* **YOUR GOAL**
Copy out, exactly as given, every line from the line with "Put a dot on every instance of the man's" to the end of the listing, both of those lines included.

* **RECORDS FOR THIS TASK**
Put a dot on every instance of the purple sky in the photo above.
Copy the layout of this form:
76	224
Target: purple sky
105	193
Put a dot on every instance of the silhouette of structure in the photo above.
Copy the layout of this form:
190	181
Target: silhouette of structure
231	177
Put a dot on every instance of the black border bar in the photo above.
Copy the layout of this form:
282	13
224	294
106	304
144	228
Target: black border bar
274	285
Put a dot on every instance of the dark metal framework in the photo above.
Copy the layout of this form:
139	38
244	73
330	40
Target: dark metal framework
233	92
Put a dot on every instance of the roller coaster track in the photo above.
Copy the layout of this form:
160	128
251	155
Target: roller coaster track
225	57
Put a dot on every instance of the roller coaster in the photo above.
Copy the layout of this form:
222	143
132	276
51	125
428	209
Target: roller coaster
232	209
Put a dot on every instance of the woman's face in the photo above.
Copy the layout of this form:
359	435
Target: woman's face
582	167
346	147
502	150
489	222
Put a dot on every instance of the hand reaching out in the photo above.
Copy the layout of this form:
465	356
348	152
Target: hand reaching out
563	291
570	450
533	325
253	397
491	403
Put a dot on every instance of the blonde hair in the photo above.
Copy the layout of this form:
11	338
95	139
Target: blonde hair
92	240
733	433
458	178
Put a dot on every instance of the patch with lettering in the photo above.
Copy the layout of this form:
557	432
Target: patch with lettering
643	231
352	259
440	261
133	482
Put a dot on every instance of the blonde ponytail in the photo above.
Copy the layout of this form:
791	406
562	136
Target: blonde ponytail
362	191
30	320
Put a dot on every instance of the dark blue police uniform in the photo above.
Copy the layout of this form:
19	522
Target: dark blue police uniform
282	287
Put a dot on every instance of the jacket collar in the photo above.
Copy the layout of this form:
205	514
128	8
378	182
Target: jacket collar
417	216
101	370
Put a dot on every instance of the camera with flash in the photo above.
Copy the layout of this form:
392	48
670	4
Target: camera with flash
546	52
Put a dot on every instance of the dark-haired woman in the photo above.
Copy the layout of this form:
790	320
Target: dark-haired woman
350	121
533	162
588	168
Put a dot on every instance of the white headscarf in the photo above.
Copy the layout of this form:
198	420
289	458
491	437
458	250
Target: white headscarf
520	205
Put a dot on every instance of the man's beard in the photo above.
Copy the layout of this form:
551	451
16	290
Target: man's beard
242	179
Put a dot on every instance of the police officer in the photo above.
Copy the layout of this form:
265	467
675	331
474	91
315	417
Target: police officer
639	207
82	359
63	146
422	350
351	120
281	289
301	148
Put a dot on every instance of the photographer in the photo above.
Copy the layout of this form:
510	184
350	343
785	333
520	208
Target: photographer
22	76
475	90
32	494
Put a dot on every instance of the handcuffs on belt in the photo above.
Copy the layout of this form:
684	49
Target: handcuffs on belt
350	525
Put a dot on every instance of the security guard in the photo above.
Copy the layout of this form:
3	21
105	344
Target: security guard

* **FINAL RESULT**
Put a dot on every instance of the man's beard in the photo above.
Copy the layout of this form:
551	451
16	290
Target: man's beard
242	179
Put a dot on every instance of the police officer in the photo above.
Copy the layout of this form:
265	467
675	331
474	91
315	417
Target: police officer
639	207
82	359
63	146
422	350
351	120
281	289
301	148
Put a dot on every instance of the photographer in the photo above.
Copy the layout of this form:
510	184
350	343
785	333
520	208
Target: photographer
22	76
475	90
32	494
Put a dot on every instance of the handcuffs on belt in the photo above.
Copy the layout of this form:
684	49
Target: handcuffs on belt
350	525
Put a dot on every instance of the security guard in the photo above.
Copy the layout of this form:
3	21
105	344
Target: security guard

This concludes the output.